→ Exercise requirements: In your copy, leave out all pictures and reproduce every entry exactly.

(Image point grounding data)
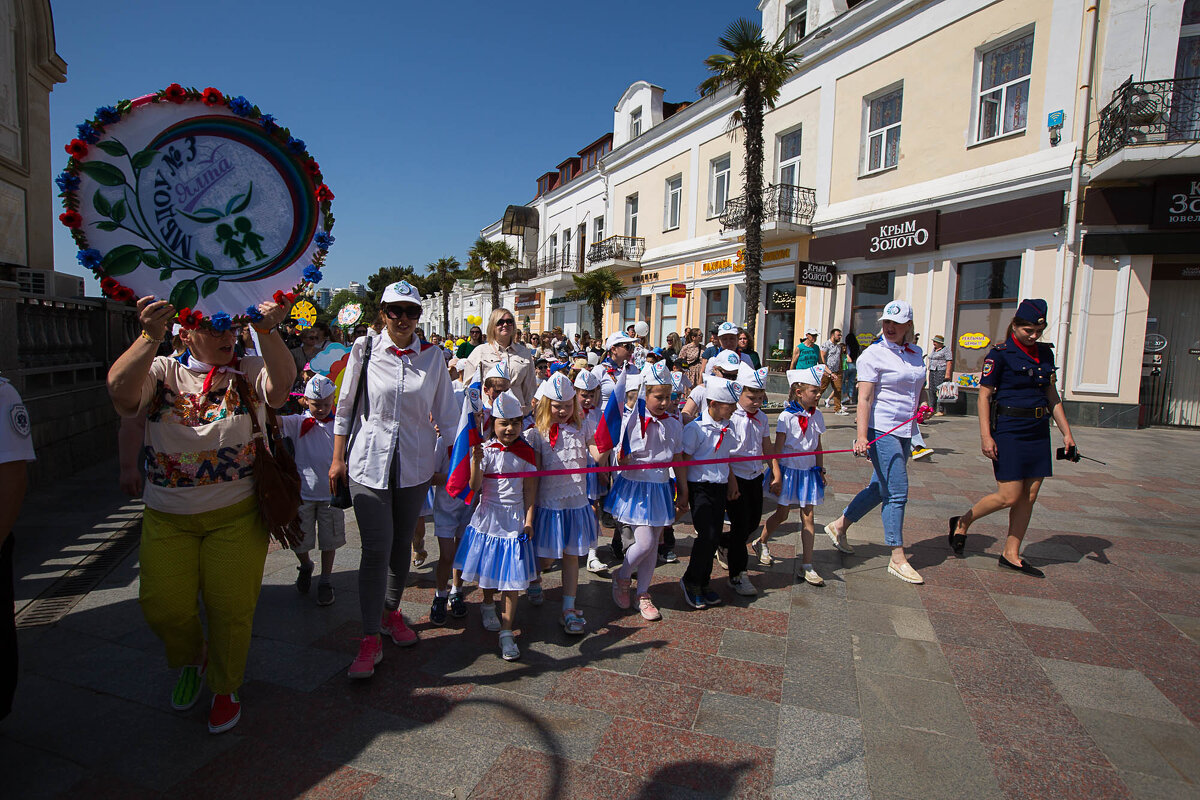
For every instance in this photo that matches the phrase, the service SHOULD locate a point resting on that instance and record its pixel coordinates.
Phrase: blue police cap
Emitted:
(1032, 311)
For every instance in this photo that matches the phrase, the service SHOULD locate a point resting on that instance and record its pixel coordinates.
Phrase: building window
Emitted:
(673, 198)
(1005, 88)
(873, 290)
(779, 328)
(984, 305)
(883, 131)
(718, 186)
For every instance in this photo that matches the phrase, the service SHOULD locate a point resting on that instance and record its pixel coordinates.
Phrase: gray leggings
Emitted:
(387, 518)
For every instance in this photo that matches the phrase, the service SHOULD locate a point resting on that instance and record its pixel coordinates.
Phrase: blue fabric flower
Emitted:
(87, 132)
(67, 182)
(240, 106)
(89, 258)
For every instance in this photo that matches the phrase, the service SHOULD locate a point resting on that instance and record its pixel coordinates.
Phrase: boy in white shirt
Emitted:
(323, 525)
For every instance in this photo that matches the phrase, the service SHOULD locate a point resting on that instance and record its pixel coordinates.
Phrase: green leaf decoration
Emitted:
(121, 260)
(143, 158)
(103, 173)
(112, 148)
(101, 203)
(185, 294)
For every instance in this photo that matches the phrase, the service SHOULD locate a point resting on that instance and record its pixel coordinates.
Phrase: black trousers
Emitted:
(707, 503)
(745, 513)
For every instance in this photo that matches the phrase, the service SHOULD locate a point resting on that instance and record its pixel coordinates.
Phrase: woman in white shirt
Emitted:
(891, 382)
(393, 449)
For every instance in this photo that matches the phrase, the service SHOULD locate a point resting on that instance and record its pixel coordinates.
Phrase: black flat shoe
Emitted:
(958, 541)
(1024, 566)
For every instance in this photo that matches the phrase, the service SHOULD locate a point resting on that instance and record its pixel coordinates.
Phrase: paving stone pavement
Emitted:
(979, 684)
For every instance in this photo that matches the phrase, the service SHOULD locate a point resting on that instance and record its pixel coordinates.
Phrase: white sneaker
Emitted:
(742, 585)
(490, 619)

→ Answer box:
For every instance in this photo that matches the phrase, the service SHOULD locate a point resting on that instance and record its pixel coordinates.
Phrase: blue police cap
Emitted:
(1032, 311)
For every instance in this photo that matches the phrase, the service SHOULD locate a point resting on that instance and record its pixel coordinates.
Phrase: building window
Emitted:
(673, 198)
(1005, 88)
(873, 290)
(779, 328)
(984, 305)
(883, 131)
(718, 186)
For every instance in this photo that matches the phrase, the service SHOULD locate a point resting on that instance and record its pixel coordinates.
Phrase: gray leggings
Emitted:
(387, 518)
For every instance in this photo that matches the phrase, the service SHOULD locate a point resting on that instance and record its pixel coordinates.
Phrase: blue fabric flower
Emitted:
(87, 132)
(67, 182)
(240, 106)
(89, 258)
For every instance in this photo that matches the phrase, the service SHOULD locate a point resting on that instance and record its pixel coordinates.
Phrase: boy in white shirt
Emitted:
(323, 525)
For every instance in this photo that matches the phrase, the service SHOULD locate a point resting on that instance and record its pixel coordinates.
Phrase: green leaf decoration
Emitted:
(121, 260)
(143, 158)
(103, 173)
(112, 148)
(101, 203)
(185, 294)
For every instance in this photo that matches the phrase, the service SHOULD locate a point resting on that instance and record its pixel coordinates.
Phrase: black trousers
Emitted:
(707, 503)
(745, 513)
For every instance in this photo that matches the phrase, the service SHOULD locate a point resting on that instance and record its pixel coordinates.
Phrase: woman in white shirt
Emitted:
(891, 382)
(393, 449)
For every instance in this photo that matches the phrase, the service SHOULD locate a point resting on that instance and record its pixel coordinates.
Phrase: black flat shoe
Emitted:
(958, 541)
(1024, 566)
For every instance in this photo that matches the phrase, the service SHOULD locate a point resting on that instance and record its pixel coordinates.
Phrase: paving stone pavement
Emitted:
(979, 684)
For every instance in this photo that matches the phrase, the service SHOULD locate a point resting on that instance and record its pixel coordinates.
Phrase: white sneaker
Emitted:
(742, 585)
(490, 619)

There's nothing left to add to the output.